* SUPPLIED DATA:
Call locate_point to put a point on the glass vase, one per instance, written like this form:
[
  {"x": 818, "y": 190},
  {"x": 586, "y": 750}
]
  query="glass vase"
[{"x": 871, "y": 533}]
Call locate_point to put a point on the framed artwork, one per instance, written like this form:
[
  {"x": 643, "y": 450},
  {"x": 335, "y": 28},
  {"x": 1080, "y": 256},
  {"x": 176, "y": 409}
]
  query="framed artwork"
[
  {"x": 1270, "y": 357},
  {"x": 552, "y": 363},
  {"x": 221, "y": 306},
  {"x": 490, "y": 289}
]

* EXERCISE: Pull every line that holds the string "this" out of the records.

* THE COMPLETED TASK:
Call locate_point to put a point on the glass vase, one per instance, written like this form:
Call locate_point to put a point on the framed artwork, one per instance, written like this form:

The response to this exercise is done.